Filter kernel takes ~2 sec. - TIMING ISSUE CUDA Kernel execution overhead???

Please look at the code attached hereby.

( I ) Attachment details:


  1. Filter_8_Cross_8\win\project\FilterStandalone.sln



  1. - Application containing file I/O and Init function call.

  2. - Application level .cu file from which the call to the kernel is made. Also contains device level allocations.

  3. - contains kernel code.

  4. - contains system Init call. Calls function CUT_DEVICE_INIT() from inside.


  1. common_env.h
  2. Filter.h
  3. VQI_Common.h

( II ) Description:

A kernel for applying a filter (a 13X13 filter) on an image (image used currently is 1920X1080 - full HD) is written.

cutStartTimer and cutStopTimer is used for the profiling of the kernel codes in file “”. Function

cudaThreadSynchronize() is also called after both kernels. Kernels, from inside them, calls __syncthreads() when required.

The profiling gives time as 1992 mSec, i.e. nearly 2 seconds which can not be the case. As this much of computation should

take time of the order of 4-5 mSec. at max. on CUDA.

I am missing something here. Can anyone please point out the mistake?

Thanks in advance…
Tanmay Anjaria (936 KB)

#### Instructions for the task:
Continue the CUDA filter kernel timing thread from the point where it ends. The data below the CUDA kernel timing thread comes from a separate source.

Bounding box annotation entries
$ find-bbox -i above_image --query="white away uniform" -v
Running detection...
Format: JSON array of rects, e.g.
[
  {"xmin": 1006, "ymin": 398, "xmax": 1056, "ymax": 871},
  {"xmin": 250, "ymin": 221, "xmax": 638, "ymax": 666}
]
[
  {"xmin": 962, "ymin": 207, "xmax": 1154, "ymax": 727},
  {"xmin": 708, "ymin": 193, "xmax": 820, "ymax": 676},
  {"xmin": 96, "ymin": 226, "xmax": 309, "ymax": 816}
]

#### Answer to the task:
Any hint would prove useful… Please pour in your suggestions in case you have any…

I’m stuck just because of the timing issue…

Sorry my initial post was hasty. I see you aren’t going over the entire image but have broken it into a block_width and block_height. Have you verified that you are doing your memory reads in an efficient manner? You don’t seem to be using any sort of shared memory. Also why do you have two kernels? Why not just combine them into one? Also the first kernel doesn’t seem to do anything but loop over the block. The same thing for your second kernel as well. Also you dont’ seem to set your grow_right or grow_left variables which could cause the first kernel to take a really long time.

Considering that both your kernels don’t really do anything useful I would say you are likely register heavy and are getting very poor occupancy. You pass a large number of parameters to both your kernels which likely are using up a lot of registers. Have you checked what the occupancy of your kernels are?

Hope that helps.

Thanks for your inputs…

We introduced the shared memory implementation and got far better results than we were getting otherwise…

It really helped… :)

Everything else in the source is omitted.